=== Selected passage ===
Monday, Mar. 31, 1947
Light Heavyweight
THE CHEQUER BOARD (380 pp.)--Nevil Shute--Morrow ($2.75).
As a reserve lieutenant commander in the British Navy in World War II, Novelist Nevil Shute observed that the behavior of U.S. Negro troops was sometimes more orderly than that of white troops. Later he was assigned to a motor gunboat in Burma, where he was impressed with the intelligence and charm of the Burmese people. By the time he sat down to write The Chequer Board, his sympathy for colored peoples had become an explicit insistence on social equality. Says his white hero, slowly dying of his war wounds: "I had been thinking about these darker-skinned people that I got to know about. . . . You know, there don't seem to be nothing different at all between all of us, only the color of our skin."
Author Shute has projected a heavyweight plea in a lightweight novel. The plot is embarrassingly slight: wounded Veteran John Turner, back at his job as a London salesman, is told by his surgeon that he has but a year to live. He is determined, before he dies, to look up three hospital buddies who were kind to him: a British pilot, a British paratrooper, an American Negro G.I. In Burma, he finds the pilot (who had once objected to having the Negro in the same hospital room), happily married to a Burmese girl. The paratrooper (who had beaten a murder rap on the plea that the Army had taught him to kill), is married and content with his meat-delivery route. The Negro G.I. has gone to England, is married to the English girl his white officers once accused him of trying to rape.

=== Your task ===
Carry on the review of The Chequer Board from its final sentence. The material has nothing to do with the book review.

=== Provided material ===
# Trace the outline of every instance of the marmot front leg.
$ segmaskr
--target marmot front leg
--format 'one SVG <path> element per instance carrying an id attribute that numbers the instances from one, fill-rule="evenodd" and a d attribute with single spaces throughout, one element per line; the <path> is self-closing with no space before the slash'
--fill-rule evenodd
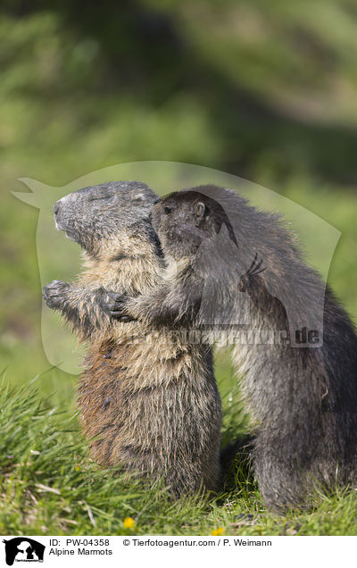
<path id="1" fill-rule="evenodd" d="M 42 297 L 49 308 L 60 312 L 73 330 L 85 338 L 89 338 L 98 328 L 110 324 L 110 316 L 101 308 L 101 302 L 108 300 L 103 288 L 81 288 L 54 280 L 45 286 Z"/>
<path id="2" fill-rule="evenodd" d="M 190 294 L 186 289 L 188 284 Z M 137 297 L 107 291 L 109 301 L 103 297 L 101 307 L 120 322 L 141 320 L 154 325 L 192 325 L 201 303 L 201 289 L 193 284 L 192 281 L 178 281 L 176 285 L 162 282 L 160 287 Z"/>

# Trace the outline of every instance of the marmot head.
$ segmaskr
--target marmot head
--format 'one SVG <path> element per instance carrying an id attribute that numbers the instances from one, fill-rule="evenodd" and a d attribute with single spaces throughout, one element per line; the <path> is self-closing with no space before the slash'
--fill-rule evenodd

=== Expected answer ===
Like most Shute novels, The Chequer Board is readable even when it is incredible. Its chief weakness is that things happen only because Novelist Shute makes them happen, not because character and situation make them inevitable. Few readers will find credible the situation in which a neighbor discusses the son of the Negro G.I. by his English wife: "My dear, I must tell you what the Vicar said about him. ... I asked him to come and see the baby here before the christening because I thought he might not like it about the color. . .. And he said, [the baby] was . .. 'about the color of Jesus Christ.' My dear, wasn't that a terrible thing to say? He's ever such a queer man ... I shouldn't think he'd ever get to be a bishop."